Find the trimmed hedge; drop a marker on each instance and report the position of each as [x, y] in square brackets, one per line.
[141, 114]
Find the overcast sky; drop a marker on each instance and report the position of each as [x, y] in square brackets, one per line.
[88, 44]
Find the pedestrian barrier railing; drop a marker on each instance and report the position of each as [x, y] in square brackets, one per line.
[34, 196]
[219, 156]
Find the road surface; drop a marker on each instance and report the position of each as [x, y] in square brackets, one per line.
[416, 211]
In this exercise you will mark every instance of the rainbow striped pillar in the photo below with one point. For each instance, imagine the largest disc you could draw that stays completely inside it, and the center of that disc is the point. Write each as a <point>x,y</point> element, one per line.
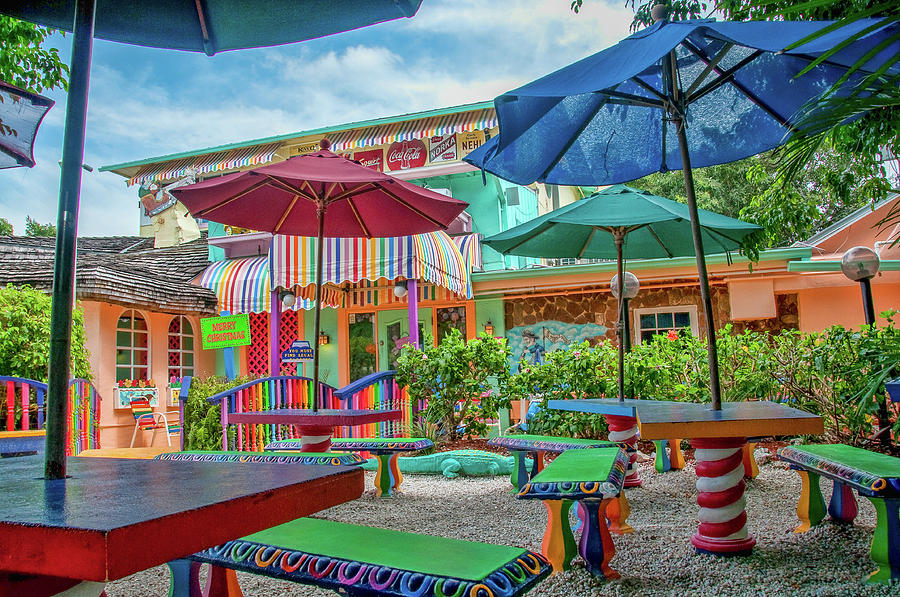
<point>720,483</point>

:: Task requirements ::
Could you output every record above exactly as it appears, without the pictures?

:: Exercise response ::
Find the trimmed hedge; drop a marker on each instance and report the position of each as [x, y] in square brackets, one per line.
[141, 114]
Find the overcast sky; drop a marker on each instance and report the position of each as [x, y] in square brackets, one per line.
[88, 44]
Find the pedestrian barrier railing; drop a marker on each instance and report the position of each as [x, y] in square brackets, one per line.
[34, 196]
[219, 156]
Find the road surface; drop a marker on each instance and report the position of each as [x, y] in square brackets, one per line.
[416, 211]
In this exercise you will mark every instance of the rainbow striped pillar in the photo below with one point. For each instance, imagine the largest disc you could draw that stays completely inside it, and the center of that disc is the point. Write each as a <point>x,y</point> element, one per line.
<point>720,483</point>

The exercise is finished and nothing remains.